>>>>

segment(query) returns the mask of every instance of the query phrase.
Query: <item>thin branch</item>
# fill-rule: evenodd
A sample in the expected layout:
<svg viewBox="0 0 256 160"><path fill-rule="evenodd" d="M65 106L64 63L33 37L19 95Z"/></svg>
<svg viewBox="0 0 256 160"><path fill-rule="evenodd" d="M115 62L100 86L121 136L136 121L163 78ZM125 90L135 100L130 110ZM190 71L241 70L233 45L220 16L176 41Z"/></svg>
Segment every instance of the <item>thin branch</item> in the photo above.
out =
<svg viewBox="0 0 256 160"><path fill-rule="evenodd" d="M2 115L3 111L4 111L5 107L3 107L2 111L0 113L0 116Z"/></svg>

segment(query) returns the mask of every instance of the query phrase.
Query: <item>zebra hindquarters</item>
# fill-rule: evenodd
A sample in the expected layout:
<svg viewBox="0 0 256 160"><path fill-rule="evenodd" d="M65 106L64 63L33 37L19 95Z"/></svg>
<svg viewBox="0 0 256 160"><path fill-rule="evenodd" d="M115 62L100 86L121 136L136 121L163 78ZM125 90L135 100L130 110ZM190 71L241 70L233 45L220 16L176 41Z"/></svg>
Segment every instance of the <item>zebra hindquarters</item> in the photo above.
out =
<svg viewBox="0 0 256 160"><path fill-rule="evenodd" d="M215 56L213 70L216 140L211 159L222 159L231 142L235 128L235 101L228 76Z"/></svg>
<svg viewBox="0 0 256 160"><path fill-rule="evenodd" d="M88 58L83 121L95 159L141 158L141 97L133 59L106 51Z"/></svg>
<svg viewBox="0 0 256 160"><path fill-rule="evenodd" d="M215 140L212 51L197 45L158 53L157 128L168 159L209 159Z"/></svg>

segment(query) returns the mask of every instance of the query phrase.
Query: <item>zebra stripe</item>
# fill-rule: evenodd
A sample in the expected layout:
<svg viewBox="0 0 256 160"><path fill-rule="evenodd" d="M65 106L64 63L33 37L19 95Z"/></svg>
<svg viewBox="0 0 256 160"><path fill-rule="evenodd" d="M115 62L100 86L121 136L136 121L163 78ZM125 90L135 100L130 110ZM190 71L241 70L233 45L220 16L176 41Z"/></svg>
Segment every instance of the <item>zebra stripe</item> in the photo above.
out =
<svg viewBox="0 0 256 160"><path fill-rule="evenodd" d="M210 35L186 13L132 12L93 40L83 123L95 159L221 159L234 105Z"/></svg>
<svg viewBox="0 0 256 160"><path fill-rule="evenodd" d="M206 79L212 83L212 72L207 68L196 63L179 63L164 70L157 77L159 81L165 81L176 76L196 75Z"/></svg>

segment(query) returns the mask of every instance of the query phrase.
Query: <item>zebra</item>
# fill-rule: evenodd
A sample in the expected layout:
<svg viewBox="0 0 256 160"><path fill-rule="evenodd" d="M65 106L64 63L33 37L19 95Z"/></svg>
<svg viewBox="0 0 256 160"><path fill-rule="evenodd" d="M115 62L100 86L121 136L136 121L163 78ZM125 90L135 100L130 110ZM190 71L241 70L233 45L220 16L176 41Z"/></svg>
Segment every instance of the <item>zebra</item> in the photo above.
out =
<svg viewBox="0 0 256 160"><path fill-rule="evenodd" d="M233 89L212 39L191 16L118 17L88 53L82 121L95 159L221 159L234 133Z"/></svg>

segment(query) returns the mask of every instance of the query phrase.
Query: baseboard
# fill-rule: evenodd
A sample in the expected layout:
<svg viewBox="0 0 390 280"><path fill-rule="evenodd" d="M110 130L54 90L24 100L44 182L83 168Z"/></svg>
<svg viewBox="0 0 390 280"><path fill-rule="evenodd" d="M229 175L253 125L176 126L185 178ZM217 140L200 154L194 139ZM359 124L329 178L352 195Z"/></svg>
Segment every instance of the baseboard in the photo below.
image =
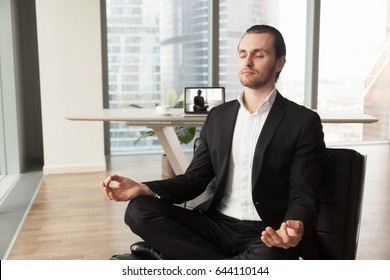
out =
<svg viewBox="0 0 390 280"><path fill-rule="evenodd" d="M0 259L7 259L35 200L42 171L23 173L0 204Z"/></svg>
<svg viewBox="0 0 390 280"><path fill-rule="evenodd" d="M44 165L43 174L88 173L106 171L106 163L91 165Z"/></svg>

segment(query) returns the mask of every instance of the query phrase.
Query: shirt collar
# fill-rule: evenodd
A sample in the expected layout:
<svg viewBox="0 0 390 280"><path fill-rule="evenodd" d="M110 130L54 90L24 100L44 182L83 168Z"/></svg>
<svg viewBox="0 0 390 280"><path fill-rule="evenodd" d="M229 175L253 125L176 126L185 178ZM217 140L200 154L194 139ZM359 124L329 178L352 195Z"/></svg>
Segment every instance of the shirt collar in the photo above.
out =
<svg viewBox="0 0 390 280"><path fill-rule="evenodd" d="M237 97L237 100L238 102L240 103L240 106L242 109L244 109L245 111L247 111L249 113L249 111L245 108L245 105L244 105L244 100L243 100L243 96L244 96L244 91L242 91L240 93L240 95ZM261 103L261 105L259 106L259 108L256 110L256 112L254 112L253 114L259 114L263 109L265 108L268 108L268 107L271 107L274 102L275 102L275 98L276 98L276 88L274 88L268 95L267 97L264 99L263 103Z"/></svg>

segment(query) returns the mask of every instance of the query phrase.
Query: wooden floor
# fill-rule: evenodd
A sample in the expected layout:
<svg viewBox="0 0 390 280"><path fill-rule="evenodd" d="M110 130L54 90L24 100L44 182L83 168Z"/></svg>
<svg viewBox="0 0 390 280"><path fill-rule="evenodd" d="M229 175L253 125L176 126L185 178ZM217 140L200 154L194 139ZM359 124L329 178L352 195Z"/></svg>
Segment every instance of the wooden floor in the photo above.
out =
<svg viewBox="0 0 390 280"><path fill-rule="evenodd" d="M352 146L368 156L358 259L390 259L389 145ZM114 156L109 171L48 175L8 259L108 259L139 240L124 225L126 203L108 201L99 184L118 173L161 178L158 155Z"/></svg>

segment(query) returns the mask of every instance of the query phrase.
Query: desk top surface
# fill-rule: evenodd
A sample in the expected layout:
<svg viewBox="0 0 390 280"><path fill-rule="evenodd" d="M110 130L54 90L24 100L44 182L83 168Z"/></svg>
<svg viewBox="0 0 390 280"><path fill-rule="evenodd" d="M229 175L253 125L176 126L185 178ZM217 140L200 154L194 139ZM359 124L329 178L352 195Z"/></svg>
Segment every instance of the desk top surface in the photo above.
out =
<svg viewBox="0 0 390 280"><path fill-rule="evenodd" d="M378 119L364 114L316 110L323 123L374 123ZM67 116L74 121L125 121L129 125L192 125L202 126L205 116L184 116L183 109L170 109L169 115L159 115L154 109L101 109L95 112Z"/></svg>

<<<<
>>>>

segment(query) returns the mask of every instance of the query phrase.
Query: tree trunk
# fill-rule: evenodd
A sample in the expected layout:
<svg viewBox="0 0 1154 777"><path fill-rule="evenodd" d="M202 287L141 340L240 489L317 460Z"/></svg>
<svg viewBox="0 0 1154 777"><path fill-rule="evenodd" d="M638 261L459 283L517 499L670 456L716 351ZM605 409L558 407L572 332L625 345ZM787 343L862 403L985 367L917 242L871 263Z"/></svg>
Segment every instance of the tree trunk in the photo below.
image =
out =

<<<<

Copy out every line of the entries that contains the string "branch".

_EXERCISE OUTPUT_
Query: <item>thin branch</item>
Segment every instance of the <item>thin branch</item> in the photo above.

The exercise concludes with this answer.